━━ RECORD EXCERPTS ━━
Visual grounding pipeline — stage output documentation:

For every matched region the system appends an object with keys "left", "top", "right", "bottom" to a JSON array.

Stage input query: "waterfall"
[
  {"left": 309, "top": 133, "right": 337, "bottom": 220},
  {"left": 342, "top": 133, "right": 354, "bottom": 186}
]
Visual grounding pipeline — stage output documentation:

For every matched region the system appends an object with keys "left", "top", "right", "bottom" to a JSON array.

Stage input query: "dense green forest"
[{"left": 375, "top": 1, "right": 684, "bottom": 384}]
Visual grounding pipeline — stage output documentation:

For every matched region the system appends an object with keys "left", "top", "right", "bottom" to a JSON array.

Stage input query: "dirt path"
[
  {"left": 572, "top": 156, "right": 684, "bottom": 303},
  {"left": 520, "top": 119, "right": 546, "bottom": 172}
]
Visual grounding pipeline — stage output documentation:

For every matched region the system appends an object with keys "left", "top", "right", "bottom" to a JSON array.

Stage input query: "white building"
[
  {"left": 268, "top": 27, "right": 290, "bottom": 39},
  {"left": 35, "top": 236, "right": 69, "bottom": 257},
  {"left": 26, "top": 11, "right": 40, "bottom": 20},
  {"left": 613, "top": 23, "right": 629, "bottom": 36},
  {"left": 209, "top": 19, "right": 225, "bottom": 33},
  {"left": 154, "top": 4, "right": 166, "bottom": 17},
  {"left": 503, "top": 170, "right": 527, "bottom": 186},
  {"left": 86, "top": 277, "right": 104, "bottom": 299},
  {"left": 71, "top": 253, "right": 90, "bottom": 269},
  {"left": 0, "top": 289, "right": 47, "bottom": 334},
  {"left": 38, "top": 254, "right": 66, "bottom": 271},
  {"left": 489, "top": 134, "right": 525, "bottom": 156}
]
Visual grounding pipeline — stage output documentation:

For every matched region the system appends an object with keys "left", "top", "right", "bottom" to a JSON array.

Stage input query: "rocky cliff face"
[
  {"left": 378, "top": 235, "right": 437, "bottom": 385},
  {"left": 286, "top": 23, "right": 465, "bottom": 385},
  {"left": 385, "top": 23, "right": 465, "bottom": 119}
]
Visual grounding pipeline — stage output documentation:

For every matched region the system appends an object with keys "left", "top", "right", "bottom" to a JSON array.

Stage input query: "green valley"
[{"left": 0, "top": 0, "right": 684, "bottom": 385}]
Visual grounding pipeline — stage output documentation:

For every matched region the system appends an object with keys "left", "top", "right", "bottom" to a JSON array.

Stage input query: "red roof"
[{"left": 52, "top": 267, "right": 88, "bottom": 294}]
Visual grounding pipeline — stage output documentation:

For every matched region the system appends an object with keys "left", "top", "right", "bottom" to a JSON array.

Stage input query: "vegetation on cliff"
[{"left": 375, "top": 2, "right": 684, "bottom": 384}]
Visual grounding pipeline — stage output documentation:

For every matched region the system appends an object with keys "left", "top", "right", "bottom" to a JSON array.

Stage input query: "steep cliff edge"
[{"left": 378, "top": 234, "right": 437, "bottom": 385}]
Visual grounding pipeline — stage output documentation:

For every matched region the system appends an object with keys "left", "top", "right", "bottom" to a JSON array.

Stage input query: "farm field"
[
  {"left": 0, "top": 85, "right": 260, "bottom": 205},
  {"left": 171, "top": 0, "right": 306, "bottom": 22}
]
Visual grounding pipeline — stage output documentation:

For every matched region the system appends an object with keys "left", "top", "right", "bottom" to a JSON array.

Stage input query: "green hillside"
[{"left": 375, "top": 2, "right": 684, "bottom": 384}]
━━━
→ STATED TASK
Please pull out every line in the data above that contains the string "query", copying each line in full. Letter case must match.

→ REPLY TO THE EXERCISE
Stage input query: "waterfall"
Stage input query: "dense green forest"
Stage input query: "dirt path"
Stage input query: "white building"
Stage input query: "rocky cliff face"
Stage input query: "green valley"
Stage input query: "red roof"
Stage input query: "vegetation on cliff"
Stage input query: "steep cliff edge"
Stage input query: "farm field"
Stage input query: "green hillside"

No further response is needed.